→ **Exercise directions**
Report how many lines in the data below hold the string "approximate". Nothing else should appear in the answer.

→ **Source material**
--- START ---

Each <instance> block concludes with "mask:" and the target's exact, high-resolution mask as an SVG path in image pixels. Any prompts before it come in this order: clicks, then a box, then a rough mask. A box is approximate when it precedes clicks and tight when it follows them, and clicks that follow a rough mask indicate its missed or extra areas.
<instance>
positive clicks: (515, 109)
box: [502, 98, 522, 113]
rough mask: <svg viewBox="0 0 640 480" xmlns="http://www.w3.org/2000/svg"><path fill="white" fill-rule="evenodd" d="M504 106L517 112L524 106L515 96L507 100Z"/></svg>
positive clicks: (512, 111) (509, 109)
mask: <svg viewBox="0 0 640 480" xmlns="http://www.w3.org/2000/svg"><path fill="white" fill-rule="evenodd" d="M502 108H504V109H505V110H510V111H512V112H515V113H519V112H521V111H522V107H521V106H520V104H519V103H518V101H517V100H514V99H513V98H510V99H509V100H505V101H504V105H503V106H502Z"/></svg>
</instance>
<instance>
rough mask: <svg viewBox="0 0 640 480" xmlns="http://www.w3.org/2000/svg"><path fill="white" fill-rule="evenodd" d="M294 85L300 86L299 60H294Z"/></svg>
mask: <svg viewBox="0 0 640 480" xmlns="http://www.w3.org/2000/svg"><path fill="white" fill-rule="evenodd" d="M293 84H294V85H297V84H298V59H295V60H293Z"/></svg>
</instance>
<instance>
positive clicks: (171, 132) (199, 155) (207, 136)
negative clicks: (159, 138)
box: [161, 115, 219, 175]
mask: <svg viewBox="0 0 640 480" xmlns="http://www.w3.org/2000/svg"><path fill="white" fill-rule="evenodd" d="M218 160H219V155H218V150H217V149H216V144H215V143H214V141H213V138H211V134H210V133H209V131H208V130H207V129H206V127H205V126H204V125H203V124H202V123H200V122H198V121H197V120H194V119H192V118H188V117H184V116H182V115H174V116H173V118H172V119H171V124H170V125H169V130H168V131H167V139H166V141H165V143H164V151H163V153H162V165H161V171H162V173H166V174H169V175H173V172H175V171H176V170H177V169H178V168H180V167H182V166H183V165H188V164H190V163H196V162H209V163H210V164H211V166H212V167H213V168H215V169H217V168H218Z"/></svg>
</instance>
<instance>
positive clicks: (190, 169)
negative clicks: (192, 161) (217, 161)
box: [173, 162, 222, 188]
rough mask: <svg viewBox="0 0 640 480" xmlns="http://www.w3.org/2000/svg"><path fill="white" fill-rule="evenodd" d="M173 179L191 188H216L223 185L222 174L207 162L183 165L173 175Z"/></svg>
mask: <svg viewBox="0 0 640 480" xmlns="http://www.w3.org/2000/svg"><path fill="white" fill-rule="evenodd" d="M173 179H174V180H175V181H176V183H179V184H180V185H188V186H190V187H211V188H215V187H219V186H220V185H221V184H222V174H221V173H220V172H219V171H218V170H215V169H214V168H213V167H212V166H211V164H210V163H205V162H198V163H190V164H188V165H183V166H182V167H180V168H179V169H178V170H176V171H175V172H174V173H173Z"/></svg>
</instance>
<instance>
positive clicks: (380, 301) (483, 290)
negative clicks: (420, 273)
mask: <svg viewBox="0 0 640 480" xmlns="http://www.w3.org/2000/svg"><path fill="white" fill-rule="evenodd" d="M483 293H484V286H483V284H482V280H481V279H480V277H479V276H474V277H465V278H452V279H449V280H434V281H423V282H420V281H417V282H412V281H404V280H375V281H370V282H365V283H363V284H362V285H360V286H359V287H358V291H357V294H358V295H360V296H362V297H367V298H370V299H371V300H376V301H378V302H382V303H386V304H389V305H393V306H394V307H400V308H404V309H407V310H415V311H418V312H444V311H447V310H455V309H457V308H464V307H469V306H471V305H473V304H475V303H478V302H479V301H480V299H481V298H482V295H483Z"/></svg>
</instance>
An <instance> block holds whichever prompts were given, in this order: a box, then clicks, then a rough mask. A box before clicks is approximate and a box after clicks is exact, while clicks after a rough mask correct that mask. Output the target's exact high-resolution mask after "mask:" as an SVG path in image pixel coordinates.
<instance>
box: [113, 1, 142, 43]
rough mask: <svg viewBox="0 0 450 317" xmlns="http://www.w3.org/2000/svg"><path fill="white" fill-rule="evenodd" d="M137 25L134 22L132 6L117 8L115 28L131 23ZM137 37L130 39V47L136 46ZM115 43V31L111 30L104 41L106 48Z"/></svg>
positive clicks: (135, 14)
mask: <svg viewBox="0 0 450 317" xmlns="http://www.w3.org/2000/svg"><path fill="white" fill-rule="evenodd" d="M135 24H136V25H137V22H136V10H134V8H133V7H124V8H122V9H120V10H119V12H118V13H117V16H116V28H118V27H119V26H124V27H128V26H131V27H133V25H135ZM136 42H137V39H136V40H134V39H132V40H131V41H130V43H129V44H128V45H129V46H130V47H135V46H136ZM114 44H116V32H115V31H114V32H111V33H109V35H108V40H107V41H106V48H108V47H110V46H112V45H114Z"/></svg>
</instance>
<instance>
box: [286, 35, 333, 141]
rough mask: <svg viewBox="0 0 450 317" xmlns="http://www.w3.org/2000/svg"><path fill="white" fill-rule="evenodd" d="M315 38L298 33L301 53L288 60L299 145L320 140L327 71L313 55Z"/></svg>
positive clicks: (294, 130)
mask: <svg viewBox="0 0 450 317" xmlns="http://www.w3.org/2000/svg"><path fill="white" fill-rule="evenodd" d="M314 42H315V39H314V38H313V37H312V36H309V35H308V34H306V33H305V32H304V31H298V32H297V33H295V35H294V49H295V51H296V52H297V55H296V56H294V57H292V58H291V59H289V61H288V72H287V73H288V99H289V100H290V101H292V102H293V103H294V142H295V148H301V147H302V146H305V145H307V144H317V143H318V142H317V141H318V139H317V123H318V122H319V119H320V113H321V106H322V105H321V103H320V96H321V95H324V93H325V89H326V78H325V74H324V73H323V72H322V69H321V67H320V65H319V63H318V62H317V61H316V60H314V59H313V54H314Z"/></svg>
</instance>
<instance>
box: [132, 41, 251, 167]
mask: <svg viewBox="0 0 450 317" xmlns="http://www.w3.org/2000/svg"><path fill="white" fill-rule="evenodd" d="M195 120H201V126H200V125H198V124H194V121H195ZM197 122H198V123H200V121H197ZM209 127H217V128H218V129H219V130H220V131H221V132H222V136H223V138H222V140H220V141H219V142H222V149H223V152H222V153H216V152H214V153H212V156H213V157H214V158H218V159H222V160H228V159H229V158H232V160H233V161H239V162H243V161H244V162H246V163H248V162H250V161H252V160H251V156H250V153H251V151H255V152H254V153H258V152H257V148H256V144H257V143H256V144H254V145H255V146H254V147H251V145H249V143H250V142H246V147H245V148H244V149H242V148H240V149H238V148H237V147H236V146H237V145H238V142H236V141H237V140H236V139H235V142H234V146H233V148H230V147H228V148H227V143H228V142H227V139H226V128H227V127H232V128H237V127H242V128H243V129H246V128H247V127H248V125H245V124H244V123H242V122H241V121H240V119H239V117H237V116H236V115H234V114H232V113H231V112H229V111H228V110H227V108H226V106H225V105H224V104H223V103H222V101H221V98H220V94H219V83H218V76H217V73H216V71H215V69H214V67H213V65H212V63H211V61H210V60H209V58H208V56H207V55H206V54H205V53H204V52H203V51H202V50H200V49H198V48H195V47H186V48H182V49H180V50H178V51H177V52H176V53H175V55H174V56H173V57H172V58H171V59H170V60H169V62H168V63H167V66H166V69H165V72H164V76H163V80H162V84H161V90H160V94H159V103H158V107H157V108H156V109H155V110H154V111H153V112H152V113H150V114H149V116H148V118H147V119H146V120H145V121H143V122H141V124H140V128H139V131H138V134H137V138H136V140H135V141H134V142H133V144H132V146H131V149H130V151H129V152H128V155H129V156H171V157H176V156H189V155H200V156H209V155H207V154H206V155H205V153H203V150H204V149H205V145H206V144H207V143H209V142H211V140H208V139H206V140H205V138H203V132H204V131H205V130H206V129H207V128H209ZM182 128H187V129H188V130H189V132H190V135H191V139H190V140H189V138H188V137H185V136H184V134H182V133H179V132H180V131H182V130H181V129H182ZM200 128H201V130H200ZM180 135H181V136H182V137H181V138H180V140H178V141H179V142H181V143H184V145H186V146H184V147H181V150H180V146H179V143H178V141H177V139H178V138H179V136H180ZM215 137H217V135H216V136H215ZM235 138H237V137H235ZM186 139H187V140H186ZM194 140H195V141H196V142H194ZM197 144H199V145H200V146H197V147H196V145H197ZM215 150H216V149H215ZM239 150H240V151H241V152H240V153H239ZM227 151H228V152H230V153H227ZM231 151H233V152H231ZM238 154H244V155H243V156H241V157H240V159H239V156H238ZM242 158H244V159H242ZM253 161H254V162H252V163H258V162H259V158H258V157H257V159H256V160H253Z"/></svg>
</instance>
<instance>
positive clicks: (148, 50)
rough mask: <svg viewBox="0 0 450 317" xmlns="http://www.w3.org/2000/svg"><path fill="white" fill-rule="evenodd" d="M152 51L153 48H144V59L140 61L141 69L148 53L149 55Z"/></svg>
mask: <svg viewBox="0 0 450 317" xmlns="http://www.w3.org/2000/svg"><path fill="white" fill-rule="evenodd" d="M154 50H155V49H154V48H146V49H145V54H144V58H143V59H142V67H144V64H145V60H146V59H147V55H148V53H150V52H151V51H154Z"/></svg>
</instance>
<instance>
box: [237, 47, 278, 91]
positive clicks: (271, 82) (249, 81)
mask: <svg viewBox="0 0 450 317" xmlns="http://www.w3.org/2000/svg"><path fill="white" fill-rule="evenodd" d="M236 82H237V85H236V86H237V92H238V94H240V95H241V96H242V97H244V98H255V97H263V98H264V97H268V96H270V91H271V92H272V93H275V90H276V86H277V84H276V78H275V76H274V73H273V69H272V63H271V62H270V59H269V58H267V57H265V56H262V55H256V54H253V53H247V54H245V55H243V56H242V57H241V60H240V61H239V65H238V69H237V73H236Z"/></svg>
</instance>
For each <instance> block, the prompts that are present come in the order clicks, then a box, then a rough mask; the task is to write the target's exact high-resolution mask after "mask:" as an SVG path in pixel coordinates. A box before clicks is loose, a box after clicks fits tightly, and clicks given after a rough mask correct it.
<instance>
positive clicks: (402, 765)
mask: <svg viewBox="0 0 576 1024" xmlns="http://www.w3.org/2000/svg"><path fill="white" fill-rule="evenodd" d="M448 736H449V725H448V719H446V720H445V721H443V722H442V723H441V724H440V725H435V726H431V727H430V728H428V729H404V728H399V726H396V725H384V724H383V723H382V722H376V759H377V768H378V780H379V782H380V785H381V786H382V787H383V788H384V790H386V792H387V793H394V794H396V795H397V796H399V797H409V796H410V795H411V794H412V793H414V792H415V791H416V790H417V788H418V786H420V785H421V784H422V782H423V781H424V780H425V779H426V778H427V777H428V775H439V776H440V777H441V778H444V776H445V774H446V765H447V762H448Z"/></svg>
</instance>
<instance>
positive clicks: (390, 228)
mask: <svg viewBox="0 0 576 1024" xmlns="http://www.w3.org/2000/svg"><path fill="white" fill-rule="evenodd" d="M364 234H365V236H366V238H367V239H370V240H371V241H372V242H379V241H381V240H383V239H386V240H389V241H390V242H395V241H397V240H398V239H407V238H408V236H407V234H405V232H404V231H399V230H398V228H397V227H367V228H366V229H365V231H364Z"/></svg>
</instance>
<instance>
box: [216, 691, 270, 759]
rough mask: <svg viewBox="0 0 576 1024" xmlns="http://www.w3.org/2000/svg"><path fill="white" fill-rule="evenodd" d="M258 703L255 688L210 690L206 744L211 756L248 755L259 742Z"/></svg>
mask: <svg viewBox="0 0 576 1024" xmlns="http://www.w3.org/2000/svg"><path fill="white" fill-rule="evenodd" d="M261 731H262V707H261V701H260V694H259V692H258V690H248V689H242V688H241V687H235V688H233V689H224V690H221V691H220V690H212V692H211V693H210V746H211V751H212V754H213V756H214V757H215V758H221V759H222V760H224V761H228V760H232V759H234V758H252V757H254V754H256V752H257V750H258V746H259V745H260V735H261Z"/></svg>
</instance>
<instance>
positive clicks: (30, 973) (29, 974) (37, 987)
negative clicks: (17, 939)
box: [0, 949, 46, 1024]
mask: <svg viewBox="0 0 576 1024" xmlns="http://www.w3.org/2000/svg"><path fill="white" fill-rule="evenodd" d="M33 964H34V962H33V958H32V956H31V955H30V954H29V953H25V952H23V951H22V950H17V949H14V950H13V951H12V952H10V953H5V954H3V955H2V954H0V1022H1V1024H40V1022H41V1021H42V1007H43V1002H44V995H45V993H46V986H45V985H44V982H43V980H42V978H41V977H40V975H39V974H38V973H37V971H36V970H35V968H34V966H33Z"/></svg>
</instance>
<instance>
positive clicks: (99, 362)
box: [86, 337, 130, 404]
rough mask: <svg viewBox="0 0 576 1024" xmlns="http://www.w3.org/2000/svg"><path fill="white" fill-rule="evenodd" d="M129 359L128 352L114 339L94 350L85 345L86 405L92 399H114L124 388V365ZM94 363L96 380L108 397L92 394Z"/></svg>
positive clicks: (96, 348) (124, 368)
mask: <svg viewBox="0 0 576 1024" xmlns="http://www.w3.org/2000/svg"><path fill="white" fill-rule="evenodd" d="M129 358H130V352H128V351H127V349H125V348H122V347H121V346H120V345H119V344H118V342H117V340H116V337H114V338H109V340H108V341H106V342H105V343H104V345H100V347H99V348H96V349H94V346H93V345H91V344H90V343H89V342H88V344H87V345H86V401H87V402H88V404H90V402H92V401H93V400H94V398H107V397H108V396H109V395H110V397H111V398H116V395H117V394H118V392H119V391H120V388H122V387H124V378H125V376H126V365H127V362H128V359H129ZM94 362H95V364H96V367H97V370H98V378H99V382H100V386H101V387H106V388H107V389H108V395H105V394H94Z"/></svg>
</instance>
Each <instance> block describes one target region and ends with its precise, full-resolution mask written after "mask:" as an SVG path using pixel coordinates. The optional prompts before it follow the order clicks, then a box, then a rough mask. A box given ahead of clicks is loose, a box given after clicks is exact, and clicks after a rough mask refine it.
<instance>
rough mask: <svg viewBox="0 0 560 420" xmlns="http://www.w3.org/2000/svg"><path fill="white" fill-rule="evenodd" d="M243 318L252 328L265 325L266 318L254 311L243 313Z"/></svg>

--- END ---

→ **Task solution**
2